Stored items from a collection
━━━━
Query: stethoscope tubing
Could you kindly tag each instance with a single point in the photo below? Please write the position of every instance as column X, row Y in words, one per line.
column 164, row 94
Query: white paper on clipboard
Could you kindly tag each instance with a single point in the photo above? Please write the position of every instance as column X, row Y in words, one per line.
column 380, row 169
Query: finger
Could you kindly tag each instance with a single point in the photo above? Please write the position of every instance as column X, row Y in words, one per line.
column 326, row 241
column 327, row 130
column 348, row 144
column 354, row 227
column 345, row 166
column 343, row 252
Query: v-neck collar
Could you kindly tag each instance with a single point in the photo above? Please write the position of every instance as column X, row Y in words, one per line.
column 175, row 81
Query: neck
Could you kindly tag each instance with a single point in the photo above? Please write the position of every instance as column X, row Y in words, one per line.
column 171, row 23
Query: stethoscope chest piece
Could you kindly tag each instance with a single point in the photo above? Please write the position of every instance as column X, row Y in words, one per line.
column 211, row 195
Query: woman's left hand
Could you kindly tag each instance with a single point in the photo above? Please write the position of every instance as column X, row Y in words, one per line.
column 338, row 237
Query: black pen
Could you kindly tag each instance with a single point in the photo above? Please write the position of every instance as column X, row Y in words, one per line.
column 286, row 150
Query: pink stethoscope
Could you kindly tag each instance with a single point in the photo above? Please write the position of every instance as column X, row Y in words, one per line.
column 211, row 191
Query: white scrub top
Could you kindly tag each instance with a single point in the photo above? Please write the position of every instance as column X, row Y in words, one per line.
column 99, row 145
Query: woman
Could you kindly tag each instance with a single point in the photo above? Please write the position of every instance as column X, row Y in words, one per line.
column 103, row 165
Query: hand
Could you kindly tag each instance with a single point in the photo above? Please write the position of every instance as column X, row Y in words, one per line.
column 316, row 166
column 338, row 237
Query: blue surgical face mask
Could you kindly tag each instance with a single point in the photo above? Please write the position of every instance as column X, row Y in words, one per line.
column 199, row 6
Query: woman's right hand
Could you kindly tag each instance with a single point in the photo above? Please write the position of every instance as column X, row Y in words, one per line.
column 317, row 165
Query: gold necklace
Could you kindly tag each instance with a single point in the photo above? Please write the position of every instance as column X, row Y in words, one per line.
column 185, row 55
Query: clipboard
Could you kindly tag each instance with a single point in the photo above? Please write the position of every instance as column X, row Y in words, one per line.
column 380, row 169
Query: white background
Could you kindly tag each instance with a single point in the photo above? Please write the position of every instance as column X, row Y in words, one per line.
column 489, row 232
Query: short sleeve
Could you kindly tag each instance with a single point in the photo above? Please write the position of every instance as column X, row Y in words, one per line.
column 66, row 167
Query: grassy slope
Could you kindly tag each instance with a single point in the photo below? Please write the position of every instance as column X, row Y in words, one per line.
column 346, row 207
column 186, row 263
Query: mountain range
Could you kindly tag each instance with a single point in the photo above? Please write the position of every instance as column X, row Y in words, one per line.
━━━━
- EXERCISE INSTRUCTIONS
The answer must be a verbatim transcription of the entries above, from the first line through the line that contains "Query: finger", and nothing more.

- RESULT OF THE EXERCISE
Query: stethoscope tubing
Could you kindly tag each instance with a single point in the photo below? Please write the position of every instance as column X, row Y in words, one per line.
column 164, row 94
Query: white paper on clipboard
Could you kindly tag each instance with a single point in the photo above? Please write the position of every instance as column X, row Y in words, one per line.
column 380, row 169
Query: finger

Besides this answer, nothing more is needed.